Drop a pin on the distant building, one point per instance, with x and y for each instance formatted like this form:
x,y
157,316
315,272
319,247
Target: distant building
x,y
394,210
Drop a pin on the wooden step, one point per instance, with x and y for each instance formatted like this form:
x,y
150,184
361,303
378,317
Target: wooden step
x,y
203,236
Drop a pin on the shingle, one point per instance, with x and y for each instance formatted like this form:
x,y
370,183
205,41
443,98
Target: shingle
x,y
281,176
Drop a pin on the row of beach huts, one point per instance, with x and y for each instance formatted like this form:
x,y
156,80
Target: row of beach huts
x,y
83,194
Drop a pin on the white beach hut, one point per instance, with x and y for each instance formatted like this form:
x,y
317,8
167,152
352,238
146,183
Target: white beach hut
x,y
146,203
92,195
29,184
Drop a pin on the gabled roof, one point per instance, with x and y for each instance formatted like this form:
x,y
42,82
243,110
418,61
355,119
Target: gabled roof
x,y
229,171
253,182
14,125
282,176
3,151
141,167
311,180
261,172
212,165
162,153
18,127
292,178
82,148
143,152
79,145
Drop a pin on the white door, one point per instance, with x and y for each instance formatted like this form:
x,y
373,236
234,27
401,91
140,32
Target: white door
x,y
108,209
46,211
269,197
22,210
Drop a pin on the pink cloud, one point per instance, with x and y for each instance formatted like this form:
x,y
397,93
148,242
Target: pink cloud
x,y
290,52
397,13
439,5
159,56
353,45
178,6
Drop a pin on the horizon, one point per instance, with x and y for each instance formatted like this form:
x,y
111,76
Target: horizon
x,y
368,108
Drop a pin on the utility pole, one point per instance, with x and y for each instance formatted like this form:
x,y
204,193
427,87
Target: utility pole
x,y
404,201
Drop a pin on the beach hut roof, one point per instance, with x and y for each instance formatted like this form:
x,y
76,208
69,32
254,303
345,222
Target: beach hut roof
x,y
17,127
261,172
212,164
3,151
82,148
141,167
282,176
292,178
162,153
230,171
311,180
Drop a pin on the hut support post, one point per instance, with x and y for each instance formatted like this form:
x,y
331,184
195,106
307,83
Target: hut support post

WHAT IS REQUIRED: Look back at the records above. Repeat all of them exactly.

ANSWER FOR THIS EXERCISE:
Drop a pin on the distant building, one point per instance, with x and y for each instance formatted like this form:
x,y
157,316
315,272
319,247
Target: distant building
x,y
394,210
Drop a pin on the wooden step, one point per instance, with x and y for each instance formatted like this form:
x,y
150,184
361,303
378,317
Target: wooden step
x,y
203,236
Drop a pin on the shingle, one point per instance, with x and y for each instance formatted like this form:
x,y
370,183
205,41
443,98
Target: shingle
x,y
281,176
Drop a pin on the row of beach huts, one point per instance, with x and y for each instance formatted like this form:
x,y
156,80
Target: row of beach huts
x,y
83,194
Drop a pin on the white beach hut, one point per instance, with x and y for each instance formatted like this form:
x,y
317,8
167,152
352,238
146,183
Target: white beach hut
x,y
146,203
92,195
29,184
Drop a pin on the gabled roof, one point per instance, with x and y for each instance formatted like this form:
x,y
42,82
243,110
418,61
355,119
Target: gabled roof
x,y
229,171
253,182
14,125
282,176
3,151
141,167
311,180
261,172
212,165
162,153
18,127
292,178
82,148
143,152
79,145
Drop a pin on the white door, one point per instance, with x and y for each instance formatted like this form:
x,y
373,236
234,27
401,91
140,32
Target: white door
x,y
108,209
46,211
269,197
22,210
Drop a pin on the pink cloud, one point per instance, with x and y for each instance formatted like this form:
x,y
397,93
148,242
Target: pink cloud
x,y
290,52
397,13
439,5
159,56
353,45
178,6
Drop a pin on the horizon, one point per instance, with x and y for each instance formatted like this form:
x,y
111,76
Target: horizon
x,y
368,108
Drop a pin on the utility pole, one point per instance, with x and y for each instance formatted like this form:
x,y
204,193
427,87
Target: utility pole
x,y
404,201
Drop a pin on the beach hut roof, one point per instance, with x and y for each instance formatted like this form:
x,y
76,208
69,32
254,303
345,222
Target: beach hut roof
x,y
17,127
261,172
212,164
3,151
82,148
141,167
282,176
292,178
162,153
230,171
311,180
Drop a pin on the hut support post, one point per instance, with x and y for each instance formatted like this form:
x,y
331,184
195,106
307,83
Target: hut support post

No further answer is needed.